## What this task involves
Please print the listing below line for line, with no changes.

* START *

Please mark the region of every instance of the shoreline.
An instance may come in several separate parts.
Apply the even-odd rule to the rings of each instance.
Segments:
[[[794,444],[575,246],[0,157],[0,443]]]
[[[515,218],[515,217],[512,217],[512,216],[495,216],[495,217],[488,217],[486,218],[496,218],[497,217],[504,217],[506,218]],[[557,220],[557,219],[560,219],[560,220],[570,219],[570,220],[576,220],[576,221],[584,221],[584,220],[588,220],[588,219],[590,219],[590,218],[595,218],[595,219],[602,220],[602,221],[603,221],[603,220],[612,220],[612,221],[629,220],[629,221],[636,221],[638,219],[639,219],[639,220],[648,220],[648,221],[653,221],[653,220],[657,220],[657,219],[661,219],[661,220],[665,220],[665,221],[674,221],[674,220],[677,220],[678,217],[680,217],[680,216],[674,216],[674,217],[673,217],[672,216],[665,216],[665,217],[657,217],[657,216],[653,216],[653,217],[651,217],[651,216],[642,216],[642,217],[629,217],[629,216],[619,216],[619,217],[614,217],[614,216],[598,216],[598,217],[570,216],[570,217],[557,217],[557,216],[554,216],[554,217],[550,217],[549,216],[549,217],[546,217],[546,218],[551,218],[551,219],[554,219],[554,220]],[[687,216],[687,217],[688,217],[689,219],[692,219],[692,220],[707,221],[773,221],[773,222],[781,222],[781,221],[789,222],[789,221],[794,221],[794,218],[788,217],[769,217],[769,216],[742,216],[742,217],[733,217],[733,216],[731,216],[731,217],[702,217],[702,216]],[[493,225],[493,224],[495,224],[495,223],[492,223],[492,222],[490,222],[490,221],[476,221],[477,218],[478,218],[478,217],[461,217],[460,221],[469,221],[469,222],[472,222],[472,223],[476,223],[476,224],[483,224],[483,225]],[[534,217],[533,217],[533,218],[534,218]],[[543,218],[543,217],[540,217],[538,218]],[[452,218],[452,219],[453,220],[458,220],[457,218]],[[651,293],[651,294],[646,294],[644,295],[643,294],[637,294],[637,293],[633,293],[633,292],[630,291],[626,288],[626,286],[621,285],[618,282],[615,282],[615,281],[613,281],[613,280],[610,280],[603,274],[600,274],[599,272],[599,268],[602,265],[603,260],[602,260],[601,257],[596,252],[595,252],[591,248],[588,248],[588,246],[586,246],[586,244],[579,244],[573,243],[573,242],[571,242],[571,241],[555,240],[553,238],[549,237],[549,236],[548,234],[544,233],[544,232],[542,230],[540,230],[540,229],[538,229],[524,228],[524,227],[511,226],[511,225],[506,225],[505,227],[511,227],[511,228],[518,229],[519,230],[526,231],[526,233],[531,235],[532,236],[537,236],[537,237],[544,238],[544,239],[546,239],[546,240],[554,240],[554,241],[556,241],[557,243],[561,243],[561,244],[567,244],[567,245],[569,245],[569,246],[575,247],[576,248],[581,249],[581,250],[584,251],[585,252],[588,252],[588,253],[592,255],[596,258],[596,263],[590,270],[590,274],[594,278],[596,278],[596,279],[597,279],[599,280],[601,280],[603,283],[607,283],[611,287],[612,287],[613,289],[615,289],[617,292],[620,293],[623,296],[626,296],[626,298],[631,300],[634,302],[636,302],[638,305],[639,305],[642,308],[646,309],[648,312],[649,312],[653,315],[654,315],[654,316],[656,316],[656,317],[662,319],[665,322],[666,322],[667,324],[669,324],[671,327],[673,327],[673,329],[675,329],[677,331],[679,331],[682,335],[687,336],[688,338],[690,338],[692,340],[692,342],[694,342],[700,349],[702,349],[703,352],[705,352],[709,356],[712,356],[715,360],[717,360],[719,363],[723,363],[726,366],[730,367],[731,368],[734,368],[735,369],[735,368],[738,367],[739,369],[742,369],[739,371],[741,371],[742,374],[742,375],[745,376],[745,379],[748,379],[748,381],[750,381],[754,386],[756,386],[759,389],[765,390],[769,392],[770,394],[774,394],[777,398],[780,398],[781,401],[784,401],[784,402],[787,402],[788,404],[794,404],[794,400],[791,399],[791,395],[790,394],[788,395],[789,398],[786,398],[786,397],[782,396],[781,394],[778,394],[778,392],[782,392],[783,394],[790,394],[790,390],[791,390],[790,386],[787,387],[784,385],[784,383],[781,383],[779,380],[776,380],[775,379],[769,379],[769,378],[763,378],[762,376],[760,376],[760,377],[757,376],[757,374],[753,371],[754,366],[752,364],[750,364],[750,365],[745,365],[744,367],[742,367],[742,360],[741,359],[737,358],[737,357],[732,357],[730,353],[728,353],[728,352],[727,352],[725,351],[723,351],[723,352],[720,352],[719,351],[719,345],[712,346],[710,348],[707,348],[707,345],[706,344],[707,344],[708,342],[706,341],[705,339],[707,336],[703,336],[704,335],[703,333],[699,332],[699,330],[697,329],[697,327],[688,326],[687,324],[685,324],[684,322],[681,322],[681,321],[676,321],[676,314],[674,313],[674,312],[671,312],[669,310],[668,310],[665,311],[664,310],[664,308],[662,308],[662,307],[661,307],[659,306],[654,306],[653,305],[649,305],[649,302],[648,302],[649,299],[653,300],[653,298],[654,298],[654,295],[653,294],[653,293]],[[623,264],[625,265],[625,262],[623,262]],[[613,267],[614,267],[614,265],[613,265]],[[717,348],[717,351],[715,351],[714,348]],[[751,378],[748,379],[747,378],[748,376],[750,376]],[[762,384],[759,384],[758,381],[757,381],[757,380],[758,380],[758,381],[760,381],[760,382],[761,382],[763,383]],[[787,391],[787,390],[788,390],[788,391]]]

* END *

## Exercise solution
Please mark the region of every instance of the shoreline.
An instance may come in several separate parts.
Apply the even-odd rule to the rings of each instance.
Segments:
[[[794,444],[575,246],[0,157],[0,443]]]
[[[515,218],[515,217],[512,217],[512,216],[495,216],[495,217],[488,217],[486,218],[496,218],[497,217],[504,217],[506,218]],[[557,220],[557,219],[560,219],[560,220],[570,219],[570,220],[576,220],[576,221],[584,221],[584,220],[588,220],[588,219],[590,219],[590,218],[595,218],[595,219],[602,220],[602,221],[603,221],[603,220],[612,220],[612,221],[629,220],[629,221],[636,221],[638,219],[639,219],[639,220],[648,220],[648,221],[653,221],[653,220],[657,220],[657,219],[661,219],[661,220],[665,220],[665,221],[674,221],[674,220],[677,220],[678,217],[680,217],[680,216],[674,216],[674,217],[673,217],[672,216],[665,216],[665,217],[657,217],[657,216],[653,216],[653,217],[651,217],[651,216],[642,216],[642,217],[629,217],[629,216],[619,216],[619,217],[614,217],[614,216],[598,216],[598,217],[570,216],[570,217],[557,217],[557,216],[554,216],[554,217],[550,217],[549,216],[549,217],[546,217],[546,218],[551,218],[551,219],[554,219],[554,220]],[[687,216],[687,217],[688,217],[689,219],[692,219],[692,220],[707,221],[773,221],[773,222],[781,222],[781,221],[789,222],[789,221],[794,221],[794,218],[788,217],[769,217],[769,216],[742,216],[742,217],[733,217],[733,216],[731,216],[731,217],[702,217],[702,216]],[[493,225],[493,224],[495,224],[495,223],[492,223],[492,222],[490,222],[490,221],[476,221],[477,218],[478,218],[478,217],[461,217],[460,221],[469,221],[469,222],[472,222],[472,223],[476,223],[476,224],[483,224],[483,225]],[[534,217],[533,217],[533,218],[534,218]],[[543,218],[543,217],[540,217],[538,218]],[[452,218],[452,219],[453,220],[458,220],[457,218]],[[651,293],[651,294],[646,294],[644,295],[643,294],[637,294],[637,293],[633,293],[633,292],[630,291],[626,288],[626,286],[621,285],[618,282],[615,282],[615,281],[613,281],[613,280],[610,280],[603,274],[600,274],[599,272],[599,268],[602,265],[603,260],[602,260],[601,257],[596,252],[595,252],[591,248],[588,248],[588,246],[586,246],[586,244],[579,244],[573,243],[573,242],[571,242],[571,241],[555,240],[553,238],[549,237],[549,236],[548,234],[544,233],[544,232],[542,230],[540,230],[540,229],[538,229],[524,228],[524,227],[511,226],[511,225],[506,225],[505,227],[511,227],[511,228],[518,229],[519,230],[526,231],[526,233],[531,235],[532,236],[537,236],[537,237],[544,238],[544,239],[546,239],[546,240],[554,240],[554,241],[556,241],[557,243],[561,243],[561,244],[567,244],[567,245],[569,245],[569,246],[575,247],[576,248],[581,249],[581,250],[584,251],[585,252],[588,252],[588,253],[592,255],[596,258],[596,263],[590,270],[590,274],[594,278],[596,278],[596,279],[597,279],[599,280],[601,280],[603,283],[607,283],[611,287],[612,287],[613,289],[615,289],[617,292],[620,293],[623,296],[626,296],[626,298],[631,300],[634,302],[636,302],[638,305],[639,305],[642,308],[646,309],[648,312],[649,312],[653,315],[654,315],[654,316],[656,316],[656,317],[662,319],[665,322],[666,322],[667,324],[669,324],[671,327],[673,327],[673,329],[675,329],[677,331],[679,331],[682,335],[687,336],[688,338],[690,338],[692,340],[692,342],[694,342],[700,349],[702,349],[703,352],[705,352],[709,356],[712,356],[715,360],[717,360],[719,363],[723,363],[726,366],[730,367],[731,368],[734,368],[735,369],[735,368],[738,367],[739,369],[742,369],[739,371],[741,371],[742,374],[742,375],[745,376],[745,379],[748,379],[748,381],[750,381],[754,386],[756,386],[759,389],[765,390],[769,392],[770,394],[774,394],[777,398],[780,398],[781,401],[784,401],[784,402],[787,402],[788,404],[794,404],[794,400],[791,399],[791,395],[790,394],[788,395],[789,398],[786,398],[786,397],[782,396],[781,394],[778,394],[778,392],[782,392],[783,394],[790,394],[790,390],[791,390],[790,386],[787,387],[784,385],[784,383],[781,383],[779,380],[776,380],[775,379],[769,379],[769,378],[763,378],[762,376],[760,376],[760,377],[757,376],[757,374],[753,371],[754,366],[752,364],[750,364],[750,365],[745,365],[744,367],[742,367],[742,360],[741,359],[737,358],[737,357],[732,357],[730,353],[728,353],[728,352],[727,352],[725,351],[723,351],[723,352],[720,352],[719,351],[719,345],[712,346],[710,348],[707,348],[707,345],[706,344],[707,344],[708,342],[706,341],[705,339],[707,336],[703,336],[704,335],[703,333],[699,332],[699,330],[697,329],[697,327],[688,326],[687,324],[685,324],[684,322],[681,322],[681,321],[676,321],[676,314],[674,313],[674,312],[671,312],[669,310],[668,310],[665,311],[664,310],[664,308],[662,308],[662,307],[661,307],[659,306],[654,306],[653,305],[649,305],[649,302],[648,302],[649,299],[653,300],[653,298],[654,298],[654,295],[653,294],[653,293]],[[623,264],[625,265],[625,262],[623,262]],[[613,267],[614,267],[614,265],[613,265]],[[717,348],[717,351],[715,351],[714,348]],[[751,378],[748,379],[747,378],[748,376],[750,376]],[[762,384],[759,384],[758,381],[757,381],[757,380],[758,380],[758,381],[760,381],[760,382],[761,382],[763,383]],[[787,391],[787,390],[788,390],[788,391]]]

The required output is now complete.